TASK PROMPT → Rewrite everything from the line containing "Detection target: small handheld flag" down to the line containing "376,198 -> 416,272", putting "little hand-held banner" in place of "small handheld flag" and leaving everything else the same.

RECORDED INFORMATION →
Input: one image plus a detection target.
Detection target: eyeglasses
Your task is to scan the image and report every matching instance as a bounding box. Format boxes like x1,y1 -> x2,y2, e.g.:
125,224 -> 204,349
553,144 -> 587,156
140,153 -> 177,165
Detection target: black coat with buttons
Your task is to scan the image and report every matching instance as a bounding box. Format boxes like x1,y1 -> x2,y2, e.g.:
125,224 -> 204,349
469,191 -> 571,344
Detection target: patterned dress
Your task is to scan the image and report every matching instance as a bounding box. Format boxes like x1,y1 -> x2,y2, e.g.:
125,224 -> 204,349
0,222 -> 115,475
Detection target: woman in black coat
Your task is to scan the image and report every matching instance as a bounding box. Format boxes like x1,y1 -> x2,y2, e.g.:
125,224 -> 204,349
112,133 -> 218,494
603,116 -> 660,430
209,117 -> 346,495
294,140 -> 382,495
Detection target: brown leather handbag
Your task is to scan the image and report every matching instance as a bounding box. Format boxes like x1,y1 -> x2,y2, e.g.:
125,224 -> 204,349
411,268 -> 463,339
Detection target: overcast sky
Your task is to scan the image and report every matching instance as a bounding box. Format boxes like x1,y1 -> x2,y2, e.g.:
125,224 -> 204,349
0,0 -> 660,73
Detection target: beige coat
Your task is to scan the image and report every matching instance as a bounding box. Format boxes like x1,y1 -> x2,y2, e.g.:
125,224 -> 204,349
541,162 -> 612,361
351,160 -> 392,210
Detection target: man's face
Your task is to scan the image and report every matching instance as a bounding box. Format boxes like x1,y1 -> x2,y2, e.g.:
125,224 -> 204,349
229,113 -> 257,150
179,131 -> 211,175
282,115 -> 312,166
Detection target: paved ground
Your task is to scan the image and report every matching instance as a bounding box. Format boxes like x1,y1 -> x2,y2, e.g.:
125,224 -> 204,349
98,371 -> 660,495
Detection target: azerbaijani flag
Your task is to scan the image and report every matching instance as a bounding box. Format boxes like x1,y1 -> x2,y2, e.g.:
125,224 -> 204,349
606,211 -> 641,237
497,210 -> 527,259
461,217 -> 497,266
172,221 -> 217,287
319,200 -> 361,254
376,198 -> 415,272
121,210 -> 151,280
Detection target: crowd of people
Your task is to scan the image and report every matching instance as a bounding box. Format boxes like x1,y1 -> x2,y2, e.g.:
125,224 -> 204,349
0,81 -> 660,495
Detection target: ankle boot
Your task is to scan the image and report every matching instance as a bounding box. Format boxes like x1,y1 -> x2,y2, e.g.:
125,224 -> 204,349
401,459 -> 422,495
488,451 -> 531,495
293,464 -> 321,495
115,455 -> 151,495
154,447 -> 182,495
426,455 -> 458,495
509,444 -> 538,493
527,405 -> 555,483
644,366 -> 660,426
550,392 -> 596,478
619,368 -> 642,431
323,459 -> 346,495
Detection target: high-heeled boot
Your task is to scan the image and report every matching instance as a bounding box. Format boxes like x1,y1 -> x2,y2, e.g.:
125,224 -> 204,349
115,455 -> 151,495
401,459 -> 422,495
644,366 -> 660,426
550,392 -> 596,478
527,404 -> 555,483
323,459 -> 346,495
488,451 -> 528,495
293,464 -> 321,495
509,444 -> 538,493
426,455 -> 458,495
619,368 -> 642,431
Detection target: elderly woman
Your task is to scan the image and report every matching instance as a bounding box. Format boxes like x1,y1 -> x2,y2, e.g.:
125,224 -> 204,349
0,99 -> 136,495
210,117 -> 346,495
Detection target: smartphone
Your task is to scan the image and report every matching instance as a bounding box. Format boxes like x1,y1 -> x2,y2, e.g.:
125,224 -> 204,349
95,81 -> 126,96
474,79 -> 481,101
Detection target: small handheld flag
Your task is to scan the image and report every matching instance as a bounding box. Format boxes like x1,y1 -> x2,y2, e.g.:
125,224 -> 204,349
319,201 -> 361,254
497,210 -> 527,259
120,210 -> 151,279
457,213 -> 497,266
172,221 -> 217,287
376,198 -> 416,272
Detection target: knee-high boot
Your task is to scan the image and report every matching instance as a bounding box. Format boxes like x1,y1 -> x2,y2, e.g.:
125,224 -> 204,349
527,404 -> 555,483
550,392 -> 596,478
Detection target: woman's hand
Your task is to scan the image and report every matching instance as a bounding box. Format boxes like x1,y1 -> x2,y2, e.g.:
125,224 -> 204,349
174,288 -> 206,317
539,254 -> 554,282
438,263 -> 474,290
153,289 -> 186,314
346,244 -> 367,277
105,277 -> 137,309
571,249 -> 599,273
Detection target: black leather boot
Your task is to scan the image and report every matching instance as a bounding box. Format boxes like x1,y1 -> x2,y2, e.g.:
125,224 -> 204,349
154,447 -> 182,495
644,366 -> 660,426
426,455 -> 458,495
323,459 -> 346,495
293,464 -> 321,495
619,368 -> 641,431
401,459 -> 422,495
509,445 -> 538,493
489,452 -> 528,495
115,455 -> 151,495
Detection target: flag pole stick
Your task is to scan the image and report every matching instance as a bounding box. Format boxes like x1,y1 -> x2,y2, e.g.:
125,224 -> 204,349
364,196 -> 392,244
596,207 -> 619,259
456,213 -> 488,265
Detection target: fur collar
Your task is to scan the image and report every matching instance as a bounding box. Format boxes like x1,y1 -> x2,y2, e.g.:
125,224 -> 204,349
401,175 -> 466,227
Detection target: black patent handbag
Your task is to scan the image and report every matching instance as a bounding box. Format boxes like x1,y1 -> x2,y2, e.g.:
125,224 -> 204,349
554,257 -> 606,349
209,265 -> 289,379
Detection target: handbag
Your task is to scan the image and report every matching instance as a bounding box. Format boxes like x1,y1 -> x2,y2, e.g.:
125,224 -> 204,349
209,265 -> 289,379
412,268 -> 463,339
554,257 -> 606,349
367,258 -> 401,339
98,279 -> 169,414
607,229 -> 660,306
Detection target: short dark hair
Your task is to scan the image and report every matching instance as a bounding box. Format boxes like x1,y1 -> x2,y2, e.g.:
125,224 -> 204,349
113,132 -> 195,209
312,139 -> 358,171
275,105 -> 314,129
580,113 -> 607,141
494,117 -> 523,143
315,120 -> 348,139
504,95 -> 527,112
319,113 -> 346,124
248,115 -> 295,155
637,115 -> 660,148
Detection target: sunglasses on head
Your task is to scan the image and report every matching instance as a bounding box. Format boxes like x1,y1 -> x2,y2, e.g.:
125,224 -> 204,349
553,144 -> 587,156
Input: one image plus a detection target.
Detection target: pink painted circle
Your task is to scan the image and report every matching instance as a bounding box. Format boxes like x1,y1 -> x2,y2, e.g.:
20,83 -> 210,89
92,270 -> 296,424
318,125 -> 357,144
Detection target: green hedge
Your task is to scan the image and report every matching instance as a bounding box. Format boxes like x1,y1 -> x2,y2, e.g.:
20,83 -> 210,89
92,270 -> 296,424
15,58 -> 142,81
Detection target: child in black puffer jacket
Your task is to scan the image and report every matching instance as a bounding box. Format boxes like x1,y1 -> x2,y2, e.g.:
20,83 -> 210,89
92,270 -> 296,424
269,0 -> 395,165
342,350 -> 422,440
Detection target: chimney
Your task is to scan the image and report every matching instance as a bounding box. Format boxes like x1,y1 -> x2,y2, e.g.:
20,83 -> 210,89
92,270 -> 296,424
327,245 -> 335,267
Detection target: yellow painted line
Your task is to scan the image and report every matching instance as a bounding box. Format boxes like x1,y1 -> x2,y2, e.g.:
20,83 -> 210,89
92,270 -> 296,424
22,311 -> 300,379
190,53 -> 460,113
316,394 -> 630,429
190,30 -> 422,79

FINAL RESULT →
Detection target: little hand-held banner
Your task is to scan the image and report every matching instance as a bounding box. Format boxes like x1,y1 -> x2,y2, e.g.:
125,224 -> 204,349
319,201 -> 361,254
497,210 -> 527,259
120,210 -> 151,279
457,213 -> 497,266
172,221 -> 217,287
376,198 -> 416,272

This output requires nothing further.